## Provided text
■ ■ ■ ■ ■

# Just need someone to talk to.....



## babybluesx2 (Aug 5, 2011)

Right now, I have no idea what to do or think. My marriage is pretty much over, and I honestly don't even know if I still love my husband anymore. We had a rocky marriage, that became even worse once we had kids. We'll go through good times, but the bad times just bring me right back to my knees. 
My husband is very verbally and emotionally abusive. Everytime we get into a fight, he calls me names and says stuff just to hurt me, which is SO hard on me. 
I don't really have many friends and my family is pretty much impossible to talk to, so I have no one to talk to about him and I really need some advice. 
He is self employed and I take care of the book work, it's a very small busniessm just him and I. So I don't get a paycheck, which makes my situation even worse.
This morning when I got to the shop he was going through and replying to emails. I noticed that he had a few typos and I so I pointed them out. He responded by telling me to shut the f*** up and call me a b****. When I asked him why he got so upset he told me that he hated me and continued to call me names, and then got up and went to work. 
I went into a separate office and cried because I'm just so emtionally run down I can't take it. I ended up just going back home. But if he comes home tonight and I'm still upset about how he treated me this morning, he'll get mad at me about me, because somehow it's my fault. 
We have two kids, 3 and 1. I have no income and no place to go if I leave him, which will affect the kids. I want to leave, but I don't know what to do that will be best for them. I've tried working on our marriage, but he thinks I'm crazy and I'm the problem. Am I?
He's mad at me right now also because his friend is going to Vegas for 4 days and I won't let him go along because we don't have the money.


----------



## anonymiss (Jul 20, 2011)

Let him go to Vegas and go to a shelter while he is gone, you have 4 days to pack up the necessities and move. There are more resources available than you think, and no one should be subjected to cruel treatment. I should know I've been putting up with it for years, mine is fizzling away and I wonder if it more of a blessing than I know right now.


----------



## Jellybeans (Mar 8, 2011)

babybluesx2 said:


> My husband is very verbally and emotionally abusive. Everytime we get into a fight, he calls me names and says stuff just to hurt me, which is SO hard on me.
> 
> This morning when I got to the shop he was going through and replying to emails. I noticed that he had a few typos and I so I pointed them out. He responded by telling me to shut the f*** up and call me a b****. When I asked him why he got so upset he told me that he hated me and continued to call me names, and then got up and went to work.


Nobody deserves to be spoken to in this manner. Ever. And much less by your own husband. 

He's not likely to change. Most abusers don't. 
Can you get a job on the side to save money? Do you have family you can stay with? Your children should not be growing up in an environment where they see this and think it is ok when they get older, that this is what an healthy relationship is like between a couple.


----------



## NessaRae (Aug 14, 2011)

*Communication is the Key*

It's difficult when you have children and are feeling lost in your marriage - especially when you feel like there is a problem but the other half insists there isn't.

■ ■ ■ ■ ■

Excerpts of location labeling data:
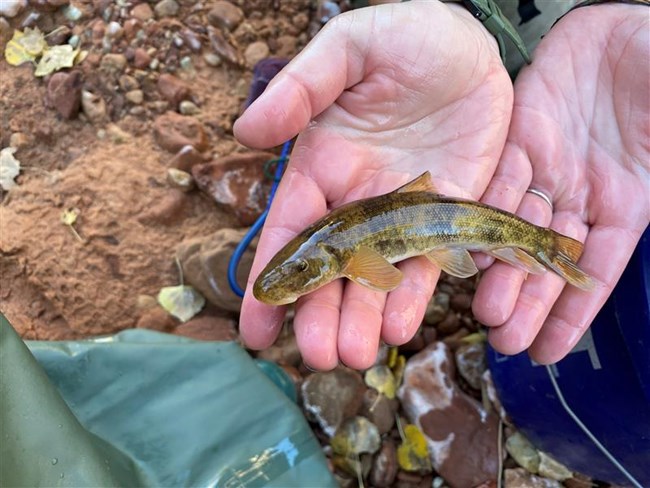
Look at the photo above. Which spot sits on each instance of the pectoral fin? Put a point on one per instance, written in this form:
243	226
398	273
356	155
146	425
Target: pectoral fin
456	262
372	270
519	259
421	183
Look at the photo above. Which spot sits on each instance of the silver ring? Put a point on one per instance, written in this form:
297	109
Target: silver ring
542	195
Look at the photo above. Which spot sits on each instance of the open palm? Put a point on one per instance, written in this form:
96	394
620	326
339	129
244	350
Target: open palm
379	96
580	134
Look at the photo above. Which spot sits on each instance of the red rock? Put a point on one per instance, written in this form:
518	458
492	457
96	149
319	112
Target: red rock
225	15
185	158
237	183
173	89
172	131
208	328
453	422
64	93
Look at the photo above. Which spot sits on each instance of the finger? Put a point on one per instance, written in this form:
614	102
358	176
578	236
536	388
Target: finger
576	309
497	292
537	296
309	84
316	325
260	323
361	316
406	305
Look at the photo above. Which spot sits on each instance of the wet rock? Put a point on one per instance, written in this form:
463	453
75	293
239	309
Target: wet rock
225	15
64	93
166	8
142	12
141	58
255	52
237	183
471	362
379	410
222	47
284	351
523	452
11	8
461	302
550	468
167	210
185	158
205	266
172	131
453	422
384	468
520	478
136	97
437	309
113	63
208	328
173	89
331	397
93	106
156	318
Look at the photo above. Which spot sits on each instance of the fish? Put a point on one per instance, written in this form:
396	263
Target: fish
363	239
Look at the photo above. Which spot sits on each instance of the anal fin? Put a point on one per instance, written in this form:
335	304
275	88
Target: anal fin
454	261
370	269
519	259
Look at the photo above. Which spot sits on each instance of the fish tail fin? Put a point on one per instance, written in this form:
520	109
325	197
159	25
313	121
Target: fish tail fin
563	257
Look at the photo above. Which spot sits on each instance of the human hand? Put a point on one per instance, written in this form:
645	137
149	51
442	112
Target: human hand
579	134
379	96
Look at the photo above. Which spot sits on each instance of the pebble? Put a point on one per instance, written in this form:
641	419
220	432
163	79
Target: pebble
113	63
185	158
255	52
173	89
93	106
166	8
437	309
520	478
384	468
379	410
208	328
522	451
331	397
167	210
142	12
205	266
188	108
11	8
136	97
172	131
454	423
471	362
225	15
64	93
156	318
237	183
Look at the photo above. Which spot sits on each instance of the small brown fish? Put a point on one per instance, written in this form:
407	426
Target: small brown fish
362	239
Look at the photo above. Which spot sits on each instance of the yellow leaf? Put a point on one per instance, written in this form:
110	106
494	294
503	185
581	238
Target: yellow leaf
412	454
25	47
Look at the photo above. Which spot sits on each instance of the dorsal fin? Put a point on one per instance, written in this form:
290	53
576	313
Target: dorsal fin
421	183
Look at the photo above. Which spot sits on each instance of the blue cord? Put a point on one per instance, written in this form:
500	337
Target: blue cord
233	264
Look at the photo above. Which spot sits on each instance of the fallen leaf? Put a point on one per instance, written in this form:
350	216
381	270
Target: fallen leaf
381	378
56	58
412	454
24	47
9	168
182	301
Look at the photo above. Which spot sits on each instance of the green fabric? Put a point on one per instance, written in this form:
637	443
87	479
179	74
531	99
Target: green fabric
147	409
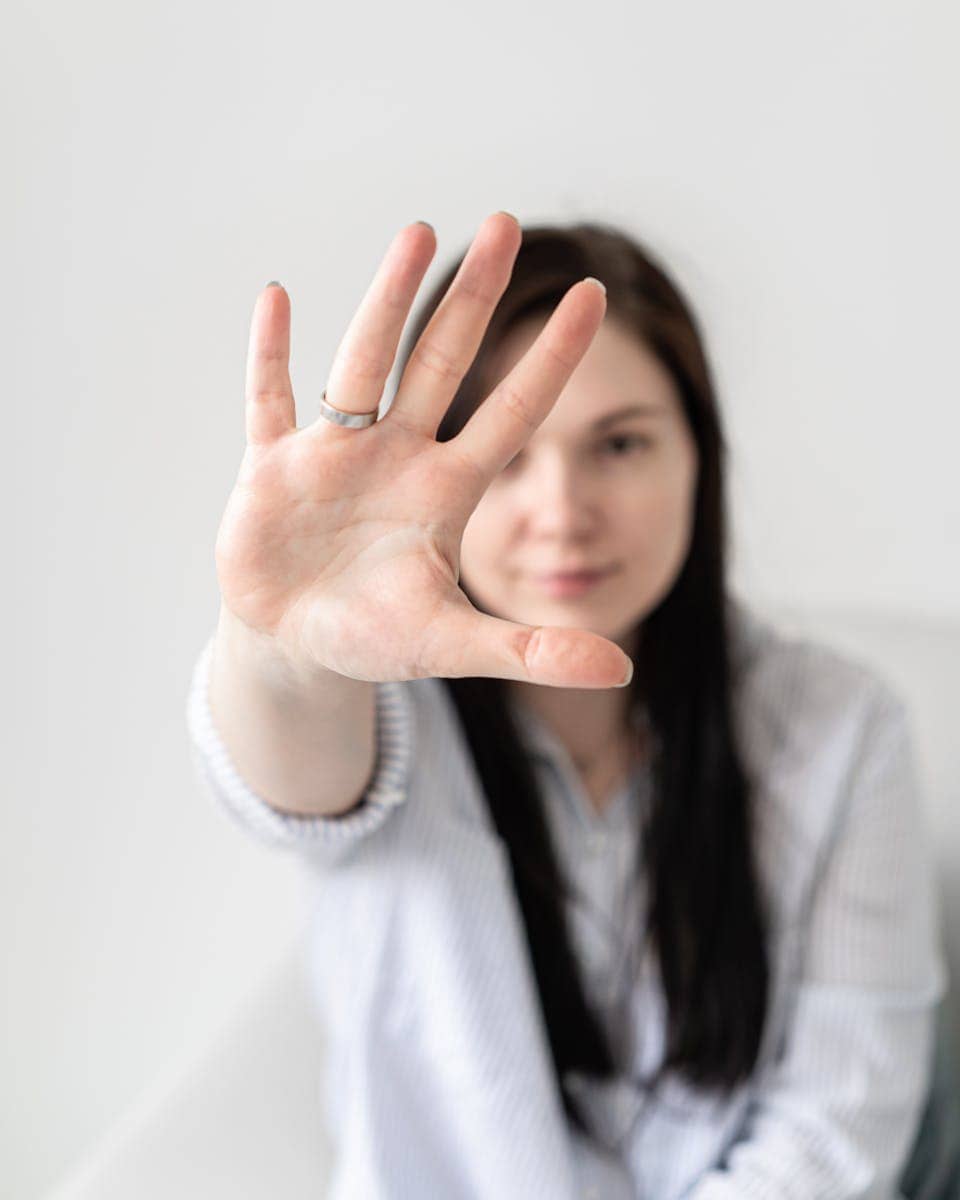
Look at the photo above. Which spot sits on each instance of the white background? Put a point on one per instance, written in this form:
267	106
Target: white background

■ ■ ■ ■ ■

## Tasks to carry out
A – Echo the forum thread word for word, starting at "He's not likely" and ending at "insists there isn't.".
B – Summarize the forum thread in two sentences.
C – Pick up the forum thread about the abusive marriage from its last line and keep writing.
This data is separate from the forum thread and has nothing to do with it.

## Exercise responses
A –
He's not likely to change. Most abusers don't. 
Can you get a job on the side to save money? Do you have family you can stay with? Your children should not be growing up in an environment where they see this and think it is ok when they get older, that this is what an healthy relationship is like between a couple.


----------



## NessaRae (Aug 14, 2011)

*Communication is the Key*

It's difficult when you have children and are feeling lost in your marriage - especially when you feel like there is a problem but the other half insists there isn't.

B – A mother of two young children says her husband is verbally and emotionally abusive, and that she has no income or place to go but wants to leave. Replies tell her no one deserves such treatment and suggest she go to a shelter while he is in Vegas or find a side job and family to stay with, since abusers rarely change.

C –
You're not crazy for feeling like there is a problem - when he calls you names that is not showing you respect, and guess what? That behavior will translate right on down to your children. They repeat exactly what they see, because they see it as accepted behavior. Not only does that affect how your child treats you in everyday interactions, it will affect how your child interacts with their peers, and in the future their own spouses. Yes, I speak from experience.
My husband's father was abusive to his mother (they are divorced now), so how did my husband treat his mother? With the same disrespect! He still doesn't respect her. He says he respects me, but he will still have behavior towards me that is disrespectful at times and I worry about when we have children how he will regard me in front of them.
When he says he hates you, whether or not he really means it, he's saying something that will hurt you, he is being malicious, and he is being unfair to you. No one in a friendship, let alone in a marriage, deserves this kind of language. He may later say, "I'm sorry," but unless he ceases that kind of language, he obviously doesn't understand the impact that his words can have.
Additionally, a husband should know when it would be harmful for his family to take a trip with friends - in this case he is only taking himself into consideration and he needs to understand that not only is this inconsiderate to you, it's inconsiderate to his children and as the provider for the household he is abandoning his responsibility to his family. Sure, he makes the money so he should be allowed to have fun, but obviously a trip to Las Vegas is not fun within reason. Going bowling or going out to eat with friends is fun within reason as far as your budget is concerned. It is irresponsible, it is selfish, and it is poor parenting on his part to even consider such a financial burden as his right.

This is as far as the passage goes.